WHAT NEEDS TO BE DONE » Keep only the lines from the start of the data through the line containing "box: [636, 19, 901, 401]", and output them exactly.

STORED DATA »
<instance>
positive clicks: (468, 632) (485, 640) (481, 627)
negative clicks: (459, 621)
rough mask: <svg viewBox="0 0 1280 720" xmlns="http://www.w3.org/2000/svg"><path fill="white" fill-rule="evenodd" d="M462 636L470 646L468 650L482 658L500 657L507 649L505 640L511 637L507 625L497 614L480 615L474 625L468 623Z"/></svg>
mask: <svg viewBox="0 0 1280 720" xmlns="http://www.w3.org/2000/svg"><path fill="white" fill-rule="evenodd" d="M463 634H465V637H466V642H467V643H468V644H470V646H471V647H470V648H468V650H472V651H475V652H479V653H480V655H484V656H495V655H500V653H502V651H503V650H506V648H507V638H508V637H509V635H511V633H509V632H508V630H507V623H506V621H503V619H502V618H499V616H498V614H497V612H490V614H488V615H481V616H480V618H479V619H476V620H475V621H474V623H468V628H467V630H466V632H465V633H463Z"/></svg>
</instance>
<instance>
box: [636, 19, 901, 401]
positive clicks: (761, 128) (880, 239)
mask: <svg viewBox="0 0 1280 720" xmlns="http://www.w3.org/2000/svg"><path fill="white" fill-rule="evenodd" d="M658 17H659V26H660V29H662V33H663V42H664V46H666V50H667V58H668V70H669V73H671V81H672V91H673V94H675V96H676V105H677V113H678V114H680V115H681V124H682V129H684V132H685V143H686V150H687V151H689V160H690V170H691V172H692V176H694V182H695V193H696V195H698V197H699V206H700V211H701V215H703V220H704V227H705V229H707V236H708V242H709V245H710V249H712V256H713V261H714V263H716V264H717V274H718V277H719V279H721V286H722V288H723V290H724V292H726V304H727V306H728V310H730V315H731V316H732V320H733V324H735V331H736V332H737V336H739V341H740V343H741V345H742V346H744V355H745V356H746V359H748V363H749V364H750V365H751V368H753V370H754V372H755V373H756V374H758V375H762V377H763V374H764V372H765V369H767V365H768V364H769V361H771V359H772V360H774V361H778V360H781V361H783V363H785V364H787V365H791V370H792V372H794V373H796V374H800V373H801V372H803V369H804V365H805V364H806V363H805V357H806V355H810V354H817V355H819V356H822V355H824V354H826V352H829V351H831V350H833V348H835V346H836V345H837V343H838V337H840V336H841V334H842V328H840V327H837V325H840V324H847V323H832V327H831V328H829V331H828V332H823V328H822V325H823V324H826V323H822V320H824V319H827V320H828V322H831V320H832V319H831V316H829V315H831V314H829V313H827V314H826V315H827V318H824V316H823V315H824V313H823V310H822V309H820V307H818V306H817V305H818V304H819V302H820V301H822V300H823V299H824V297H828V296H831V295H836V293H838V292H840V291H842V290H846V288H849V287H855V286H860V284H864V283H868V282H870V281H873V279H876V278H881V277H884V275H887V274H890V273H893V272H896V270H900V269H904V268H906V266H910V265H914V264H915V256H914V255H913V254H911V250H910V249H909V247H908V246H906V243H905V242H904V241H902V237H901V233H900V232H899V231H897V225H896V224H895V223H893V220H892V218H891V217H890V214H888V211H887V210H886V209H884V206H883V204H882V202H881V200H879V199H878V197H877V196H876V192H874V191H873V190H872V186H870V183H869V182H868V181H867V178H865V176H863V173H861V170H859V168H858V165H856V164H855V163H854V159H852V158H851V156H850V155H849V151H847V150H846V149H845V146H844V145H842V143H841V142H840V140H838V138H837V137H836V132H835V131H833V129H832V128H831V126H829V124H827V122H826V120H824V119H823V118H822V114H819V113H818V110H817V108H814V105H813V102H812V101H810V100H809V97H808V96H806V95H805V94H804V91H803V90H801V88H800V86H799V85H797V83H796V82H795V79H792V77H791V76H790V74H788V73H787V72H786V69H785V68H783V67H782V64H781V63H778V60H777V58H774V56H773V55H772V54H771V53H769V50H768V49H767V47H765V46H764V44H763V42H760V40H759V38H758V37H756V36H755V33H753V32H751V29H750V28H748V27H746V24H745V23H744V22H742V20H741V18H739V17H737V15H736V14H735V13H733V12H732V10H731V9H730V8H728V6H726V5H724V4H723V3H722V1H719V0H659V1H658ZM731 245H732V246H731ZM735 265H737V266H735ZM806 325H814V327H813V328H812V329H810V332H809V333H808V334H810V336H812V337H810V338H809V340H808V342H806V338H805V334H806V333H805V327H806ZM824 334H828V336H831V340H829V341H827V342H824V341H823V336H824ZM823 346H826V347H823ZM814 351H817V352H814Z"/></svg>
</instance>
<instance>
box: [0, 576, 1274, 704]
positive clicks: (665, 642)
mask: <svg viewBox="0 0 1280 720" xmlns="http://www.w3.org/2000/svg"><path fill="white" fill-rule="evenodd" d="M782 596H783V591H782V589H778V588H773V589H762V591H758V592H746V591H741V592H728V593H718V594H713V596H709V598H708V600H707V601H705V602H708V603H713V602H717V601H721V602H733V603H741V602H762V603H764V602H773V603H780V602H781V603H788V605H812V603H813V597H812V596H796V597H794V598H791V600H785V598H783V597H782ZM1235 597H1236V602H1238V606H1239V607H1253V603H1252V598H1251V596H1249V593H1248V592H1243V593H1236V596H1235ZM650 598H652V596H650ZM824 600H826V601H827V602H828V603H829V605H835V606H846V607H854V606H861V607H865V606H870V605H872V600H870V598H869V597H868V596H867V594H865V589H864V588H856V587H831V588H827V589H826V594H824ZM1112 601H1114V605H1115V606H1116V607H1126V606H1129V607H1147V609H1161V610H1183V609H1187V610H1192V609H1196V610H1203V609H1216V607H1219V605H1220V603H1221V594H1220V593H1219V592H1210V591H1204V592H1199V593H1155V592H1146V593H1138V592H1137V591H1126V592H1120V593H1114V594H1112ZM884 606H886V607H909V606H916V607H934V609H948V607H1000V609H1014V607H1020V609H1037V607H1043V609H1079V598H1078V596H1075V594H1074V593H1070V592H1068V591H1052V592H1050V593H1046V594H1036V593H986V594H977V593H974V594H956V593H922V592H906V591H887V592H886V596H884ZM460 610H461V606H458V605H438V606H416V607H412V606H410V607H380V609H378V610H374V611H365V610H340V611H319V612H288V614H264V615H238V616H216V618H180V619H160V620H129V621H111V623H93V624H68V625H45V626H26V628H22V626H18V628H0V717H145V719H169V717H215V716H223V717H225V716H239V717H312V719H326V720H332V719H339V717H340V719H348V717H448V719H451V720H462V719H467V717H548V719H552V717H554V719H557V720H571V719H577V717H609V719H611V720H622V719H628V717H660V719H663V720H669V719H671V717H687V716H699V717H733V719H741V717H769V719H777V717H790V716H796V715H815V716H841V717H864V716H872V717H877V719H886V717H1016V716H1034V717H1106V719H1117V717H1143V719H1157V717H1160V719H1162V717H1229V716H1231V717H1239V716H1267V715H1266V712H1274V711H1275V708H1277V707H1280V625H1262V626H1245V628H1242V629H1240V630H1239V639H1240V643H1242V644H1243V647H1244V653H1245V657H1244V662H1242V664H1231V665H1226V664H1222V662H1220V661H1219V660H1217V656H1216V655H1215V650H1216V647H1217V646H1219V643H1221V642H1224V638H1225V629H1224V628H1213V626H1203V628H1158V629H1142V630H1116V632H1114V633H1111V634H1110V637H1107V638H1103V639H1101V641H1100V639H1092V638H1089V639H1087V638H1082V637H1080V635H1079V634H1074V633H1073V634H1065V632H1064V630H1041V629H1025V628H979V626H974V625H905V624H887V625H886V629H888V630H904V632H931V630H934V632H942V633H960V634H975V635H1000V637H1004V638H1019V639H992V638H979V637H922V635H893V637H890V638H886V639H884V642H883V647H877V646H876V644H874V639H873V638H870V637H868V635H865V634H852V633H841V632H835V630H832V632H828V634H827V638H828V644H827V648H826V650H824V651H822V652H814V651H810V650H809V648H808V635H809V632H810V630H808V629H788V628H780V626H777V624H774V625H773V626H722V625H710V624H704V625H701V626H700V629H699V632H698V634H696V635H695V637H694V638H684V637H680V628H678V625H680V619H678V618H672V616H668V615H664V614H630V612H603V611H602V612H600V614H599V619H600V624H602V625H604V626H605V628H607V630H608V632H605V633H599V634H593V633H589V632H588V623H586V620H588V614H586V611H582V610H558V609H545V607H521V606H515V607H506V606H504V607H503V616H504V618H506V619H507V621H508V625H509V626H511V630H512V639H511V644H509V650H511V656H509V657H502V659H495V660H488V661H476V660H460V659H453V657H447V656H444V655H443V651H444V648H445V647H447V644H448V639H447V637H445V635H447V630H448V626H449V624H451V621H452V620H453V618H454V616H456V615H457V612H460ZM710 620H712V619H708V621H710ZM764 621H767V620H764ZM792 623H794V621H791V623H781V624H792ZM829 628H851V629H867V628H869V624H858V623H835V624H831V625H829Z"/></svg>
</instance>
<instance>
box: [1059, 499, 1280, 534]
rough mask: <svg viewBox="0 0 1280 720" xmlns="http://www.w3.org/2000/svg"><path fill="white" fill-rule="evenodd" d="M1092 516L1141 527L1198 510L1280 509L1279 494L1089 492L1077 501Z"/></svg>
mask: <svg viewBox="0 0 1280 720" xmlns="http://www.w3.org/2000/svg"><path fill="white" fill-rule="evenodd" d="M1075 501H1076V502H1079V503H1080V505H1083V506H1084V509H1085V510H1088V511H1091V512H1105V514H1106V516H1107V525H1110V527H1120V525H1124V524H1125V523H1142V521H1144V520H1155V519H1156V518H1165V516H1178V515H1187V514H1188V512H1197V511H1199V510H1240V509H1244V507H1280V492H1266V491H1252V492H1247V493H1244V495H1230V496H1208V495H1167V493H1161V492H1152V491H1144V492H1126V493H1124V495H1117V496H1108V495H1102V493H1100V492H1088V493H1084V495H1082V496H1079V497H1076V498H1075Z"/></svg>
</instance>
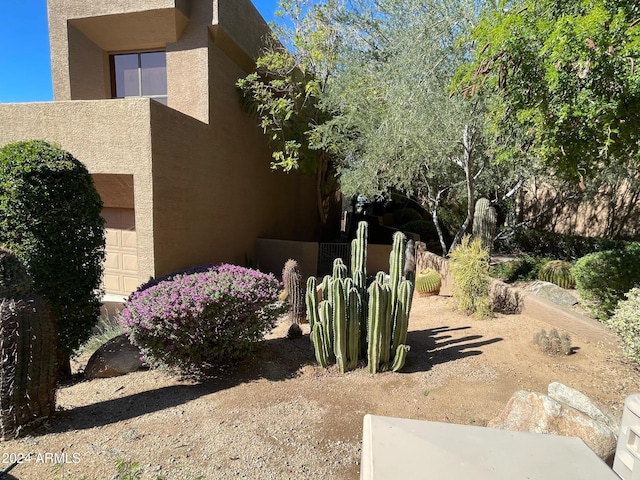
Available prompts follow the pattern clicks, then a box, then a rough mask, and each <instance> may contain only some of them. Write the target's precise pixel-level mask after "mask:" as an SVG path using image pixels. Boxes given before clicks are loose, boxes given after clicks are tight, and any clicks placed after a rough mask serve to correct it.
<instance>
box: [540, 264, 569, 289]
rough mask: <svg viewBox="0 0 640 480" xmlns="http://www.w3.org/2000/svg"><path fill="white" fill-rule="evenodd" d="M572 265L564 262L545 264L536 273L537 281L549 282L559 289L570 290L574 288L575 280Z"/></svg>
mask: <svg viewBox="0 0 640 480" xmlns="http://www.w3.org/2000/svg"><path fill="white" fill-rule="evenodd" d="M572 269H573V265H571V264H570V263H569V262H565V261H564V260H551V261H550V262H547V263H545V264H544V265H543V266H542V268H541V269H540V271H539V272H538V279H540V280H542V281H545V282H551V283H554V284H555V285H558V286H559V287H561V288H567V289H572V288H575V286H576V279H575V278H574V276H573V273H572Z"/></svg>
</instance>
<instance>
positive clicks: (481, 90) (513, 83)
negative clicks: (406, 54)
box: [455, 0, 640, 183]
mask: <svg viewBox="0 0 640 480" xmlns="http://www.w3.org/2000/svg"><path fill="white" fill-rule="evenodd" d="M471 38H472V39H473V40H474V41H475V42H476V51H475V56H474V59H473V62H470V63H469V64H467V65H466V66H465V67H463V68H462V69H461V70H460V72H459V73H458V78H457V80H456V82H455V85H456V87H457V90H458V92H459V93H462V95H463V96H466V97H470V96H474V95H479V94H489V95H488V96H489V98H490V103H489V105H490V112H491V124H492V127H493V134H494V141H495V142H496V143H495V146H496V152H497V155H498V157H499V158H503V159H504V158H510V157H514V156H518V155H526V156H528V157H530V158H532V157H533V158H540V159H541V160H543V161H544V163H545V165H546V166H547V167H549V168H550V170H551V171H552V172H554V173H557V174H560V175H562V176H564V177H566V178H572V179H574V181H575V182H576V183H577V182H581V183H582V182H584V179H585V178H587V177H589V176H595V175H596V174H597V173H598V172H600V171H602V169H606V168H608V167H609V166H611V165H613V164H616V163H618V164H620V163H622V164H624V163H627V162H629V161H631V162H634V163H636V164H637V163H638V161H639V160H640V143H639V140H640V138H639V135H640V124H639V118H638V115H637V112H638V109H639V107H640V71H639V65H638V59H639V58H640V4H639V3H638V2H637V1H635V0H564V1H557V0H520V1H517V2H512V1H503V2H502V3H501V5H500V8H499V9H496V10H494V11H491V12H489V13H488V14H487V15H486V16H485V18H484V19H483V21H482V22H481V23H480V24H479V25H478V26H477V28H476V29H475V30H474V31H473V33H472V36H471ZM494 93H495V94H494Z"/></svg>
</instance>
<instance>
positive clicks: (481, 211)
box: [472, 198, 498, 255]
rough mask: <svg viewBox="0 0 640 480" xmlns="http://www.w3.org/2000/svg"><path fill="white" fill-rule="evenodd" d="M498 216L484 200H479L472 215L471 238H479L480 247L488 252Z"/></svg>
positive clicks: (495, 226)
mask: <svg viewBox="0 0 640 480" xmlns="http://www.w3.org/2000/svg"><path fill="white" fill-rule="evenodd" d="M497 221H498V216H497V214H496V209H495V208H493V207H492V206H491V202H490V201H489V200H488V199H486V198H479V199H478V201H477V202H476V207H475V211H474V214H473V232H472V233H473V236H474V237H475V238H479V239H480V242H481V243H482V247H483V248H484V249H485V250H487V251H488V252H489V255H491V250H492V249H493V239H494V237H495V235H496V224H497Z"/></svg>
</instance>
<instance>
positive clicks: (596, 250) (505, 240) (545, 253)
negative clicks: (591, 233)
mask: <svg viewBox="0 0 640 480" xmlns="http://www.w3.org/2000/svg"><path fill="white" fill-rule="evenodd" d="M627 244H628V242H625V241H623V240H611V239H608V238H595V237H583V236H581V235H565V234H561V233H555V232H548V231H544V230H532V229H522V230H518V231H516V232H515V233H514V235H513V236H512V237H510V238H508V239H502V240H500V242H499V245H498V249H499V250H500V251H502V252H526V253H528V254H530V255H532V256H534V257H548V258H556V259H558V260H566V261H568V262H574V261H575V260H576V259H578V258H580V257H584V256H585V255H588V254H590V253H594V252H599V251H604V250H614V249H620V248H624V247H625V246H626V245H627Z"/></svg>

ANSWER FOR THIS EXERCISE »
<instance>
positive clicks: (468, 632) (485, 640) (481, 627)
negative clicks: (459, 621)
rough mask: <svg viewBox="0 0 1280 720" xmlns="http://www.w3.org/2000/svg"><path fill="white" fill-rule="evenodd" d="M462 636L470 646L468 650L482 658L500 657L507 649L505 640L511 637L507 625L497 614L480 615L474 625L468 623Z"/></svg>
mask: <svg viewBox="0 0 1280 720" xmlns="http://www.w3.org/2000/svg"><path fill="white" fill-rule="evenodd" d="M463 634H465V637H466V642H467V643H468V644H470V646H471V647H470V648H468V650H472V651H475V652H479V653H480V655H484V656H495V655H500V653H502V651H503V650H506V648H507V638H508V637H509V635H511V633H509V632H508V630H507V623H506V621H503V619H502V618H499V616H498V614H497V612H490V614H488V615H481V616H480V618H479V619H476V620H475V621H474V623H468V628H467V630H466V632H465V633H463Z"/></svg>
</instance>
<instance>
box: [636, 19, 901, 401]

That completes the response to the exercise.